> _THE REQUEST_
Return the records below word for word, leaving out the pictures.

+--

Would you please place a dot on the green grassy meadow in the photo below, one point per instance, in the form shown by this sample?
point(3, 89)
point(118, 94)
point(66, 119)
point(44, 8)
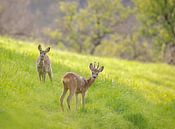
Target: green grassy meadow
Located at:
point(126, 95)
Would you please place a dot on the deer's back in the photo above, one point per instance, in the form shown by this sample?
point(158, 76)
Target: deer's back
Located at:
point(47, 64)
point(44, 66)
point(73, 80)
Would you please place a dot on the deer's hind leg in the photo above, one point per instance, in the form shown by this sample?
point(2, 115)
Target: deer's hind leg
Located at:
point(72, 91)
point(50, 75)
point(62, 97)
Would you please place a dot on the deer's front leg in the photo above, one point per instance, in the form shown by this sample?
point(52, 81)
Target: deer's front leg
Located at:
point(83, 100)
point(76, 95)
point(44, 76)
point(39, 75)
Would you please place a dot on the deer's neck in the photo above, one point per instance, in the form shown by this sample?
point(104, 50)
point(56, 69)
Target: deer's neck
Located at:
point(40, 62)
point(89, 82)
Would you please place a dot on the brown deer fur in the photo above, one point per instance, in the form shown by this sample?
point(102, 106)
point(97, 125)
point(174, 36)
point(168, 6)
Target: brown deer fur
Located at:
point(78, 85)
point(43, 64)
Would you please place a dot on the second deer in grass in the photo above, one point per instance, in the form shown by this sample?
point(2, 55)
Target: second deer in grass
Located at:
point(43, 64)
point(77, 84)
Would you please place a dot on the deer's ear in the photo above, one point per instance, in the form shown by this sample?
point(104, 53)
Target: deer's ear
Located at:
point(101, 69)
point(47, 49)
point(91, 66)
point(39, 47)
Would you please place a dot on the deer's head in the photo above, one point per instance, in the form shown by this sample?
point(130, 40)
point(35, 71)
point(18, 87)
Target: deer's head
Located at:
point(95, 69)
point(43, 52)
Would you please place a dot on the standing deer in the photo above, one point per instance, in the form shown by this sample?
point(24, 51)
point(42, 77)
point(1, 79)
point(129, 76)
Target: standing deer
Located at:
point(43, 64)
point(77, 84)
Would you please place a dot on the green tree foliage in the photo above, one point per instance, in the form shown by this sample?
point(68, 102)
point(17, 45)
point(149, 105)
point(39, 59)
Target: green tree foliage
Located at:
point(158, 19)
point(84, 28)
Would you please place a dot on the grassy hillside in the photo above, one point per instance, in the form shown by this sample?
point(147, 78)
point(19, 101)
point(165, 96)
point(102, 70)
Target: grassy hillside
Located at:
point(126, 95)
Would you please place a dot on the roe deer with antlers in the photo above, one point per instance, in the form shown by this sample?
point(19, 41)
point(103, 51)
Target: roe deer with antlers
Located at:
point(43, 64)
point(77, 84)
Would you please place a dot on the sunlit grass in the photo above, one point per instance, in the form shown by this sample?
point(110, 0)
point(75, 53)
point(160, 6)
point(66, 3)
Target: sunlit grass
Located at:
point(126, 94)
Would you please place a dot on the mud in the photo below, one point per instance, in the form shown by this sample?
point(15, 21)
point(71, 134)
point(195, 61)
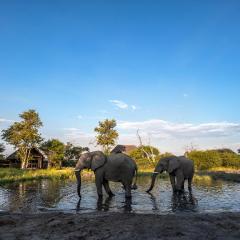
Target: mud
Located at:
point(106, 225)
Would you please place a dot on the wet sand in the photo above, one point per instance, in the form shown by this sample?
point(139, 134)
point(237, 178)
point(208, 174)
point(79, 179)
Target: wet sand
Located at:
point(106, 225)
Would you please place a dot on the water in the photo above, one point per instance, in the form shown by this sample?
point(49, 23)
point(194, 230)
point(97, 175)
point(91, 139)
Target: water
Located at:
point(47, 195)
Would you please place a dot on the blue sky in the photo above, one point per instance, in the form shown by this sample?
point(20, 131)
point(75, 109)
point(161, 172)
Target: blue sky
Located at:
point(168, 68)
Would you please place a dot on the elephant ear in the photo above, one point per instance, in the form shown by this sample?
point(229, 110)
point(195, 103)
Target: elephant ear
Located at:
point(98, 160)
point(173, 164)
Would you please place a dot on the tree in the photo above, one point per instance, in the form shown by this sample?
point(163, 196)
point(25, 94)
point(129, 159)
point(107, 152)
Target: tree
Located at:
point(24, 135)
point(2, 149)
point(73, 152)
point(146, 156)
point(55, 150)
point(106, 134)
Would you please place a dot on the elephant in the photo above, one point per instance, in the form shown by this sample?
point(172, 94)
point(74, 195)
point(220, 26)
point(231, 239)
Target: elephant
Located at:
point(117, 167)
point(179, 169)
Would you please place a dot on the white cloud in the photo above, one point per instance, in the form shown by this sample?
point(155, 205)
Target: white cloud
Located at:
point(119, 104)
point(161, 128)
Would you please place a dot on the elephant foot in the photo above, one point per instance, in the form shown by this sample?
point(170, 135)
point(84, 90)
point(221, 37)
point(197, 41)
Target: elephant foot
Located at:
point(110, 194)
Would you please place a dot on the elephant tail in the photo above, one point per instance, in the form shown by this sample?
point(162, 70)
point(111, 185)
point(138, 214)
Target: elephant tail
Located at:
point(134, 186)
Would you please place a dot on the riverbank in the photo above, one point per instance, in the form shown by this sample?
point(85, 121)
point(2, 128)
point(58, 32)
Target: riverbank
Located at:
point(105, 225)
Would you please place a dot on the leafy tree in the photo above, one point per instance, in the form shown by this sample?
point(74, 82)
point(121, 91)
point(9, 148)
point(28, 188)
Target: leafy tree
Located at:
point(73, 152)
point(2, 149)
point(55, 150)
point(147, 156)
point(106, 134)
point(24, 135)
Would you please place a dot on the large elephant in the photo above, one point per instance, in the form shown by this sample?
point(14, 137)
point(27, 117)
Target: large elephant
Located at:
point(115, 167)
point(179, 169)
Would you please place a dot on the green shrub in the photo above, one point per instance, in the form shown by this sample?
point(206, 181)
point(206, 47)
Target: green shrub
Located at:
point(204, 160)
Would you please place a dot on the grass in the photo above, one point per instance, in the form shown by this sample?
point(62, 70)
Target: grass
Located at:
point(8, 175)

+--

> _RESPONSE_
Would you please place a dot on the green grassy meadow in the photo below, one point per instance, in the form shown by this sample?
point(3, 89)
point(118, 94)
point(66, 119)
point(44, 8)
Target: green grassy meadow
Located at:
point(126, 95)
Would you please place a dot on the deer's back in the photo above, one point per instance, in the form shown by this sample?
point(158, 76)
Target: deer's back
Located at:
point(47, 64)
point(44, 66)
point(73, 80)
Would you please place a dot on the deer's hind leg in the photo above, one point per instance, in the form shown by this sample?
point(2, 115)
Target: deer's hind leg
Located at:
point(72, 91)
point(50, 75)
point(62, 97)
Would you please place a dot on the deer's front leg in the photo above, one point per instance, in the form shown by this sample?
point(52, 81)
Target: deer's front leg
Located at:
point(83, 100)
point(76, 95)
point(44, 76)
point(39, 75)
Would you please place a dot on the deer's neck in the photo above, one point per instance, in the form shown by this sample?
point(104, 50)
point(56, 69)
Target: deer's neck
Located at:
point(40, 62)
point(89, 82)
Would you please place a dot on the brown deer fur in the photo above, one point per instance, in the form shown by this sample?
point(102, 106)
point(97, 125)
point(174, 36)
point(168, 6)
Target: brown deer fur
Located at:
point(78, 85)
point(43, 64)
Would you please place a dot on the second deer in grass in the photo above, one point per instance, in the form shown by this sample?
point(2, 55)
Target: second deer in grass
Located at:
point(43, 64)
point(77, 84)
Would you please place a dot on the deer's ear in the photo above, one point per instance, in the form shown by this sample?
point(104, 53)
Target: deer's ear
Located at:
point(101, 69)
point(47, 49)
point(91, 66)
point(39, 47)
Would you please place a dot on the deer's head in the photo above, one point per instance, in the form shown by this sample?
point(130, 40)
point(35, 71)
point(18, 87)
Target: deer's head
Located at:
point(95, 69)
point(43, 52)
Would you please place a dot on the standing deer in the photo above, one point per instance, in the form shown by this sample?
point(24, 51)
point(42, 77)
point(1, 79)
point(129, 76)
Target: standing deer
Located at:
point(43, 64)
point(77, 84)
Would you please place a dot on the green tree foliage in the photo above, one point per instance, in the form shown by this sample?
point(68, 102)
point(17, 45)
point(149, 105)
point(39, 59)
Target: green tree foliage
Located at:
point(158, 19)
point(84, 28)
Would you please place a dot on the grassy hillside in the photo above, one point per instance, in the form shown by this sample?
point(147, 78)
point(19, 101)
point(165, 96)
point(102, 70)
Target: grassy hillside
Located at:
point(126, 95)
Would you please place a dot on the roe deer with antlers in the photo above, one point per instance, in the form shown by this sample?
point(19, 41)
point(103, 51)
Target: roe deer with antlers
Located at:
point(43, 64)
point(77, 84)
Would you please place a dot on the sunlit grass in the photo above, one point per instance, in the form shown by this sample?
point(110, 0)
point(75, 53)
point(160, 6)
point(66, 3)
Target: sunlit grass
Located at:
point(126, 94)
Would you please place a dot on the mud in the photo below, one point per instance, in the form shown by this sample?
point(15, 21)
point(71, 134)
point(195, 61)
Target: mud
Located at:
point(106, 225)
Would you please place a dot on the wet sand in the photo above, one point per instance, in the form shown by this sample?
point(139, 134)
point(237, 178)
point(208, 174)
point(79, 179)
Target: wet sand
Located at:
point(106, 225)
Would you please place a dot on the water in the photo above, one point per instance, in the form shown by this sample?
point(49, 23)
point(194, 230)
point(97, 175)
point(91, 139)
Target: water
Located at:
point(47, 195)
Would you please place a dot on the blue sky in the photo above, one point per instance, in the form shown by this sample?
point(20, 131)
point(75, 109)
point(161, 172)
Target: blue sky
Located at:
point(168, 68)
Would you please place a dot on the elephant ear in the photo above, one point per instance, in the form shown by this sample?
point(229, 110)
point(195, 103)
Target: elephant ear
Located at:
point(98, 160)
point(173, 164)
Would you please place a dot on the tree in the photo above, one point per instance, in the form shown by this sample?
point(163, 196)
point(25, 94)
point(129, 159)
point(107, 152)
Target: tree
Located at:
point(24, 135)
point(2, 149)
point(73, 152)
point(146, 156)
point(55, 150)
point(106, 134)
Would you please place a dot on the elephant in the photo above, one point per instance, in the form shown by this sample?
point(172, 94)
point(74, 195)
point(220, 26)
point(231, 239)
Target: elephant
Located at:
point(117, 167)
point(179, 169)
Would you please place a dot on the white cloud in the photo above, one point per instance, in the form shown by this sample?
point(155, 205)
Target: white cloud
Located at:
point(119, 104)
point(161, 128)
Would you please place a dot on the elephant foot in the photo above, one point per instance, in the form shown by this sample?
point(170, 135)
point(84, 90)
point(221, 37)
point(197, 41)
Target: elephant foot
Located at:
point(110, 194)
Would you please place a dot on the elephant tail in the photo above, one point per instance, in the form shown by this sample?
point(162, 70)
point(111, 185)
point(138, 214)
Target: elephant tail
Located at:
point(134, 186)
Would you please place a dot on the riverbank in the photo above, one point per instance, in the form shown by this sample?
point(85, 121)
point(2, 128)
point(58, 32)
Target: riverbank
Located at:
point(105, 225)
Would you please place a dot on the leafy tree in the photo above, one point per instance, in the form shown by this sample?
point(74, 82)
point(121, 91)
point(9, 148)
point(28, 188)
Target: leafy tree
Located at:
point(73, 152)
point(2, 149)
point(55, 150)
point(147, 156)
point(106, 134)
point(24, 135)
Would you please place a dot on the large elephant in the photo above, one point per instance, in the form shown by this sample?
point(14, 137)
point(27, 117)
Target: large elephant
Located at:
point(115, 167)
point(179, 169)
Would you please place a dot on the green shrub in the photo above, one point per instance, in the form shown by this sample?
point(206, 181)
point(206, 47)
Target: green shrub
Located at:
point(204, 160)
Would you please place a dot on the grass in the photo above, one point per instance, in the form shown by this sample?
point(62, 70)
Target: grass
Located at:
point(8, 175)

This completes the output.